Exercise instructions:
**1)** In the records, rescale the point coordinates in the answers by multiplying each by 0.8 and rounding to whole numbers, with halves rounded up. Rewrite only the lines from the one containing "of the square" through the end of the records, both included, and reproduce those requests word for word.
**2)** Resume the guide on training normalizing flows in Zuko, picking up right after its last line.

Document extract:
########################################

Skip to main content
This guide covers the fundamentals of training normalizing flows in Zuko, including setting up training loops, loss functions, and monitoring training progress.

Overview

Training a normalizing flow consists of maximizing the log-likelihood of the data under the flow distribution. This is equivalent to minimizing the negative log-likelihood (NLL) loss.

Basic Training Loop

Here’s a complete example of training a flow on a dataset:
import torch
import zuko

# Create a neural spline flow
flow = zuko.flows.NSF(
    features=3,      # number of sample features
    context=5,       # number of context features
    transforms=3,    # number of transformations
    hidden_features=[128, 128]  # hidden layer sizes
)

# Setup optimizer
optimizer = torch.optim.Adam(flow.parameters(), lr=1e-3)

# Training loop
for epoch in range(num_epochs):
    for x, c in trainloader:
        # Compute negative log-likelihood
        loss = -flow(c).log_prob(x).mean()
        
        # Backpropagation
        optimizer.zero_grad()
        loss.backward()
        optimizer.step()
The flow object flow(c) returns a distribution object. Remember to call flow(c) again after each optimizer step to get the updated distribution with new parameters.

Loss Functions

Negative Log-Likelihood

The primary loss function for training normalizing flows is the negative log-likelihood:
loss = -flow(c).log_prob(x)  # Shape: (batch_size,)
loss = loss.mean()           # Scalar loss
For unconditional flows, simply pass None as the context:
flow = zuko.flows.MAF(features=5, context=0)
loss = -flow().log_prob(x).mean()

Forward KL Divergence

When training a flow to approximate a target distribution where you can evaluate densities:
# Sample from target distribution
x = target_distribution.sample((batch_size,))

# Forward KL: E_p[-log q]
loss = -flow(c).log_prob(x).mean()

Reverse KL Divergence

When you can only evaluate the unnormalized target density:
# Sample from flow
dist = flow(c)
x = dist.rsample()  # Use rsample for reparameterization

# Reverse KL: E_q[log q - log p]
log_q = dist.log_prob(x)
log_p = target_log_prob(x)  # Unnormalized is fine
loss = (log_q - log_p).mean()
Use rsample() instead of sample() when you need gradients to flow through the samples. This is essential for reverse KL and variational inference.

Optimizer Setup

Adam Optimizer

Adam is the most commonly used optimizer for training flows:
optimizer = torch.optim.Adam(
    flow.parameters(),
    lr=1e-3,
    weight_decay=1e-5  # Optional L2 regularization
)

########################################

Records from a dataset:
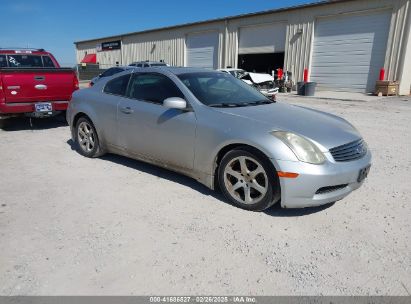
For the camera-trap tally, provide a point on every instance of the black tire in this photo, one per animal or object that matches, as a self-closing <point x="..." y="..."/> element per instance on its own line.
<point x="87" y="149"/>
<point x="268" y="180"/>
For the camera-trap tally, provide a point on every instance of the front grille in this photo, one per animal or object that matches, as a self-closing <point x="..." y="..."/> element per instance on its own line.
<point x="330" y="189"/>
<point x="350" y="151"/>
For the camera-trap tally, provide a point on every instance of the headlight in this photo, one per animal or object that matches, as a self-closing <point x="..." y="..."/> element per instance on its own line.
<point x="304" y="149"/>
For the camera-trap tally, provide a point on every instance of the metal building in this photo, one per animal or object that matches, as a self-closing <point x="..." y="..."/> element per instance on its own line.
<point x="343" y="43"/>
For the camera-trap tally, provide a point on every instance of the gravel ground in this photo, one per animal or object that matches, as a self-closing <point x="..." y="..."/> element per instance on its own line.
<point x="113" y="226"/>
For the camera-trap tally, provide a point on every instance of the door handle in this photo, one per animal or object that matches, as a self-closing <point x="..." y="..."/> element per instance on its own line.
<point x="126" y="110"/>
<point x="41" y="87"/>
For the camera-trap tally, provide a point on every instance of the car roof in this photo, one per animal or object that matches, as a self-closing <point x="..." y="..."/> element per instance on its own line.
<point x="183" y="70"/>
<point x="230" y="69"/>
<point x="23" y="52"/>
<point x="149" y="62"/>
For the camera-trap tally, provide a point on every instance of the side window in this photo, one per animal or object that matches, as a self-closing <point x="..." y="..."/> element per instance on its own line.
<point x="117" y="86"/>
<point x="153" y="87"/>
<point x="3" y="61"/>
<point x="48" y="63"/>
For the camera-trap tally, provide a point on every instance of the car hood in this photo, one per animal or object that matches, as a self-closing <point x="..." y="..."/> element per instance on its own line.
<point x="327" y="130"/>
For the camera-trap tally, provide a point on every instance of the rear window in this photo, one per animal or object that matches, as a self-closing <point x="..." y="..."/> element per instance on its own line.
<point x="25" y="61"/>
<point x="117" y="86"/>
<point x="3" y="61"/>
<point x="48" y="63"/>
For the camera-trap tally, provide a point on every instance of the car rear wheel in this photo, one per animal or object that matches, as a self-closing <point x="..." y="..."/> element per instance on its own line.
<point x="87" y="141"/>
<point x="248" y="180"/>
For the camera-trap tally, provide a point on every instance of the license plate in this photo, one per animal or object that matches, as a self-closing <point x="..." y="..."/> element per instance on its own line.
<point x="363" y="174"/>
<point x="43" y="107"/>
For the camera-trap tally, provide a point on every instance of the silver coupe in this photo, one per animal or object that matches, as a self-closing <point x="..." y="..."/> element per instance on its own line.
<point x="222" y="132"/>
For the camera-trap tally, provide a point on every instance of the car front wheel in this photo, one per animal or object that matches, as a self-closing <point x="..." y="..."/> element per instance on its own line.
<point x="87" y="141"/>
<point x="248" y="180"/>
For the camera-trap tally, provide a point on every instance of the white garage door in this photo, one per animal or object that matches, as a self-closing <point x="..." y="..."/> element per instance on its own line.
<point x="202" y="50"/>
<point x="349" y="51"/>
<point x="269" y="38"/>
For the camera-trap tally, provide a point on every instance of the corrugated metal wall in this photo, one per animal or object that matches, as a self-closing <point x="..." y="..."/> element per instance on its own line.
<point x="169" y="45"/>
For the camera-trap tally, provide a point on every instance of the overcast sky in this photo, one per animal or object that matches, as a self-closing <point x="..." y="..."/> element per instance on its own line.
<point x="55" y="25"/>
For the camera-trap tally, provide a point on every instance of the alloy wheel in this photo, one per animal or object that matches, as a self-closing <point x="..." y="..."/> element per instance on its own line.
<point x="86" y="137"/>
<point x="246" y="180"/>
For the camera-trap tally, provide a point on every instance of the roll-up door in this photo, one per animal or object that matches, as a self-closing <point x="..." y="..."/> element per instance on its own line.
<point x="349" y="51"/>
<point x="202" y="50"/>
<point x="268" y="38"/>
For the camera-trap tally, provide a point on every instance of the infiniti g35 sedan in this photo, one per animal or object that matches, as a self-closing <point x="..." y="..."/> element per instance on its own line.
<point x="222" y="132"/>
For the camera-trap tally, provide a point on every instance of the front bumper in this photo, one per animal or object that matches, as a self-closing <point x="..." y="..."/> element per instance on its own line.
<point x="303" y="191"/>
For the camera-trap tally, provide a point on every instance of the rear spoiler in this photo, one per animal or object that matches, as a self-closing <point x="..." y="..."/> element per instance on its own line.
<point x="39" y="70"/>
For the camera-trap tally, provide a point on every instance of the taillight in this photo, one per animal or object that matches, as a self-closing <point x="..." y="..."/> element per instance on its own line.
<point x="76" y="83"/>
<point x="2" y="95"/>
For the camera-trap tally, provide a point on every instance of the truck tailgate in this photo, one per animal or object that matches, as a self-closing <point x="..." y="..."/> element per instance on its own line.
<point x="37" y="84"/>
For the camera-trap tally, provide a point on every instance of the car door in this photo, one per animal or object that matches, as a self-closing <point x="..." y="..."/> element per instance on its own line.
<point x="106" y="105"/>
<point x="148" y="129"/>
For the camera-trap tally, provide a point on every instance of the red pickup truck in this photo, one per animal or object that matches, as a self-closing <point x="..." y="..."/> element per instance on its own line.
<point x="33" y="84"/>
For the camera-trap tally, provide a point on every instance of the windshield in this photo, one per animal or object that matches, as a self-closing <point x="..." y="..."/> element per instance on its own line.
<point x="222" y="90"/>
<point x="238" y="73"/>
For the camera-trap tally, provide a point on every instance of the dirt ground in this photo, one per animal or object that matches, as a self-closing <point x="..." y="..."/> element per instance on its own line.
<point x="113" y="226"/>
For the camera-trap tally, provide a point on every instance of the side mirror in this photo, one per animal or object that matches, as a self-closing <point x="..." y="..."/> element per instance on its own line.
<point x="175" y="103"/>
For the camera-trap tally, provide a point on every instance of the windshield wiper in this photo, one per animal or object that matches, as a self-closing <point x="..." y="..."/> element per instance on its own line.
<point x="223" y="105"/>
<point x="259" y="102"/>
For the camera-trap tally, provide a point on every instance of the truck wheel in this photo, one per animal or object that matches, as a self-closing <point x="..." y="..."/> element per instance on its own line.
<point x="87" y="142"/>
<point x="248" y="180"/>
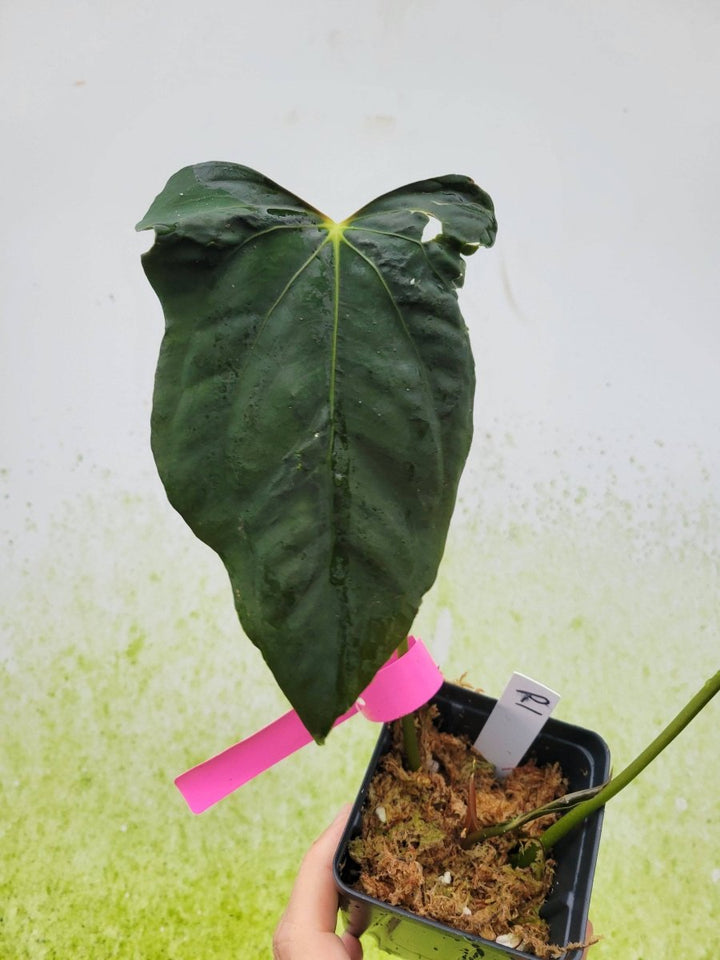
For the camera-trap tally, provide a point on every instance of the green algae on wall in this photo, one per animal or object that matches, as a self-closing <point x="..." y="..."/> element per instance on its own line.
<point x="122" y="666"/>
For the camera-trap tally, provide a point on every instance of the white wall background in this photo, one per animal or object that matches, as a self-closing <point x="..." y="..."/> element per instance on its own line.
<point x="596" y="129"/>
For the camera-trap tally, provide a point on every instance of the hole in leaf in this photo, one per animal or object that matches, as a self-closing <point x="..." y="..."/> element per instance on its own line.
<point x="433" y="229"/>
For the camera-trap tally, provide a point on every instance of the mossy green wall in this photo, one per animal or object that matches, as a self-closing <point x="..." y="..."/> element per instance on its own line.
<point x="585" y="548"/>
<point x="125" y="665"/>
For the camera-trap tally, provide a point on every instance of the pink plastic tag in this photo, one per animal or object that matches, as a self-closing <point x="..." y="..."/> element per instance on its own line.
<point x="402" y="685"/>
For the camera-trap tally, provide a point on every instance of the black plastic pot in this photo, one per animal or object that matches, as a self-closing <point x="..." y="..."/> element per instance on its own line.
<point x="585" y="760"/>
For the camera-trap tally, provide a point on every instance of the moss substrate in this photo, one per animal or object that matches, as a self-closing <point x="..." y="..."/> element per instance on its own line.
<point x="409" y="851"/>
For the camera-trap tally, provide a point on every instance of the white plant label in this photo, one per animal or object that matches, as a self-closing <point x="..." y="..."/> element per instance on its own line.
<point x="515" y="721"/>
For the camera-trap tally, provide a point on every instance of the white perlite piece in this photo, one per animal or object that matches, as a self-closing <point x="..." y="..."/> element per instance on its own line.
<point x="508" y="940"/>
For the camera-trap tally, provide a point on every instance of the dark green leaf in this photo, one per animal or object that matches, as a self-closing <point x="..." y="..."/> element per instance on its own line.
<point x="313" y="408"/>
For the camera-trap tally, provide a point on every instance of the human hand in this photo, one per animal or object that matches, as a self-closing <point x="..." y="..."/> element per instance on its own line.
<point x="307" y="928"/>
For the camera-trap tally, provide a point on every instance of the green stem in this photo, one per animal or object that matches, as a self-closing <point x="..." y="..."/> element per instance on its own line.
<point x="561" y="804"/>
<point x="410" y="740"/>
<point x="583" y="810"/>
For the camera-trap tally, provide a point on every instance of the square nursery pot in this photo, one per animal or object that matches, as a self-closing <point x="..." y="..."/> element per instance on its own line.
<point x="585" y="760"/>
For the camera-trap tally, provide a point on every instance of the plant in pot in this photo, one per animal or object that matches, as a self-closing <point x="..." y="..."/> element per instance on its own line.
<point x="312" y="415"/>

########################################

Expected answers:
**1)**
For the camera-trap tally, provide a point on every instance of the square nursery pot in this photo, one per animal or object that matches, as a self-closing <point x="..." y="..."/> element per instance on its own line.
<point x="468" y="608"/>
For the camera-trap tally, provide a point on every instance of the plant in pot in this photo, one per animal or object that matches, as a self-closing <point x="..." y="..."/> element per instance on its own line.
<point x="250" y="332"/>

**2)**
Learning Rate Scheduling

Use a learning rate scheduler to improve convergence:
scheduler = torch.optim.lr_scheduler.ReduceLROnPlateau(
    optimizer,
    mode='min',
    factor=0.5,
    patience=10
)

for epoch in range(num_epochs):
    # Training loop
    train_loss = train_epoch(flow, trainloader, optimizer)
    
    # Update learning rate
    scheduler.step(train_loss)
Alternatively, use cosine annealing:
scheduler = torch.optim.lr_scheduler.CosineAnnealingLR(
    optimizer,
    T_max=num_epochs
)

Validation and Monitoring

Validation Loop

Monitor performance on a validation set:
def validate(flow, valloader):
    flow.eval()
    total_loss = 0
    
    with torch.no_grad():
        for x, c in valloader:
            loss = -flow(c).log_prob(x).mean()
            total_loss += loss.item()
    
    flow.train()
    return total_loss / len(valloader)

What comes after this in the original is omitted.